Aim of the exercise: In the model editing paper summary below, what does the name ProFS stand for?

Document passage:

--- --- ---

Model Editing as a Robust and Denoised variant of DPO: A Case Study on Toxicity
Rheeya Uppaal, Apratim Dey, Yiting He, Yiqiao Zhong, Junjie Hu
TL;DR
The paper tackles toxicity alignment in large language models by proposing ProFS, a tuning-free weight-editing method that identifies a toxic subspace through SVD on embedding differences and removes it via a projection. Grounded in factor analysis, ProFS centers the data, isolates toxic directions, and edits only the corresponding weight directions, achieving strong toxicity reduction with far less data than tuning-based methods and showing robustness to labeling noise. The authors establish theoretical links to Direct Preference Optimization (DPO), showing ProFS can be viewed as a denoised, low-data approximation to a single DPO step, while empirically demonstrating comparable or superior performance across multiple models and preference settings. The work offers a practical, transparent approach to safe deployment of LLMs and provides a principled bridge between editing and tuning paradigms for alignment.
Abstract
Recent alignment algorithms such as direct preference optimization (DPO) have been developed to improve the safety of large language models (LLMs) by training these models to match human behaviors exemplified by preference data. However, these methods are both computationally intensive and lacking in controllability and transparency, inhibiting their widespread use. Furthermore, these tuning-based methods require large-scale preference data for training and are susceptible to noisy preference data. In this paper, we introduce a tuning-free alignment alternative, ProFS (Projection Filter for Subspaces), and demonstrate its effectiveness under the use case of toxicity reduction. Grounded on theory from factor analysis, ProFS is a sample-efficient model editing approach that identifies a toxic subspace in the model parameter space and reduces model toxicity by projecting away the detected subspace. The toxic subspace is identified by extracting preference data embeddings from the language model, and removing non-toxic information from these embeddings. We show that ProFS is more sample-efficient than DPO, further showcasing greater robustness to noisy data. Finally, we attempt to connect tuning based alignment with editing, by establishing both theoretical and empirical connections between ProFS and DPO, showing that ProFS can be interpreted as a denoised version of a single DPO step.

--- --- ---

Stored data:
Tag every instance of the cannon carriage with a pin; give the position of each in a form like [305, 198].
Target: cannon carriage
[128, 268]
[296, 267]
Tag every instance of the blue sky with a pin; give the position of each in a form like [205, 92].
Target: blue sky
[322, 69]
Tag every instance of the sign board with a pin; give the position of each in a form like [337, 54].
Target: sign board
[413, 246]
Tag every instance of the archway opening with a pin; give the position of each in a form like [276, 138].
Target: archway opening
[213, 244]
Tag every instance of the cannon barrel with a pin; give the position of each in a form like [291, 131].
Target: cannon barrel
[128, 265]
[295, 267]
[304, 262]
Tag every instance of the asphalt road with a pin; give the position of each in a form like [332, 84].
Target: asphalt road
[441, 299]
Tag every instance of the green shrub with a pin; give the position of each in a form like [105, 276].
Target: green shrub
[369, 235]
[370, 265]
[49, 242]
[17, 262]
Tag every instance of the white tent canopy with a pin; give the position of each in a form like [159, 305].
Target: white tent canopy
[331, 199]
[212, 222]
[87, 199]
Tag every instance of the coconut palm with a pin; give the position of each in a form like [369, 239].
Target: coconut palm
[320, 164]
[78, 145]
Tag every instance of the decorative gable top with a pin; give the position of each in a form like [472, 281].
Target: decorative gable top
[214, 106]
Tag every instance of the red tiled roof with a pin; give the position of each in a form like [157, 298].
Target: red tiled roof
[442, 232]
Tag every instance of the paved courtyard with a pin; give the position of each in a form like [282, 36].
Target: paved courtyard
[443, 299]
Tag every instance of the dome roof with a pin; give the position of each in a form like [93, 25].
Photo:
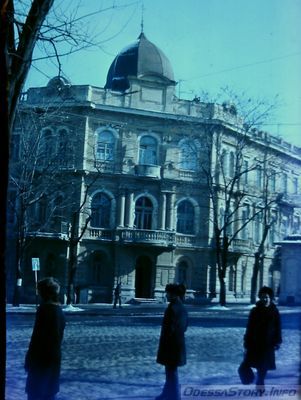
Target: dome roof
[141, 58]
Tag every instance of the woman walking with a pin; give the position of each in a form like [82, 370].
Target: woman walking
[43, 358]
[263, 335]
[172, 350]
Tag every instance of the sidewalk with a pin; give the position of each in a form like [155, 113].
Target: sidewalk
[148, 309]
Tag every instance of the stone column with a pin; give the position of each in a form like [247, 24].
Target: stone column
[121, 209]
[129, 216]
[163, 212]
[170, 211]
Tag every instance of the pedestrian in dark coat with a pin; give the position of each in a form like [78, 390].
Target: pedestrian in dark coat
[117, 295]
[172, 349]
[43, 358]
[263, 335]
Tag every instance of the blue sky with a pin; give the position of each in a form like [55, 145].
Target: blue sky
[251, 46]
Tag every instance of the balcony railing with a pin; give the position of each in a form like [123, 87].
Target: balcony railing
[144, 236]
[152, 171]
[155, 238]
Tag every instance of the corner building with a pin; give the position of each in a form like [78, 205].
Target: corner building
[135, 151]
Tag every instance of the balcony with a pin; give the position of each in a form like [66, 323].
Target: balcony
[151, 171]
[101, 234]
[144, 237]
[238, 245]
[147, 237]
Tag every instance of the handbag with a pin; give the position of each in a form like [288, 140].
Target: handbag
[245, 373]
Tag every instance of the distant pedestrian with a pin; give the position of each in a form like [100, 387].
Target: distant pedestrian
[43, 358]
[263, 335]
[172, 349]
[117, 295]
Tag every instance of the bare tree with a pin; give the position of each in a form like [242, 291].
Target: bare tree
[225, 171]
[34, 171]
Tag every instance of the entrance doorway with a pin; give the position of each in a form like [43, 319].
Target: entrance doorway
[143, 277]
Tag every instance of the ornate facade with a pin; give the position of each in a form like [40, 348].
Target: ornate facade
[128, 169]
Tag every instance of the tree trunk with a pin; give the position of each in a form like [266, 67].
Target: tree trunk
[71, 273]
[222, 293]
[254, 278]
[18, 285]
[4, 158]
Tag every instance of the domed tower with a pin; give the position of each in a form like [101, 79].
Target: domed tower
[143, 61]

--- --- ---

Result below: Projection Filter for Subspaces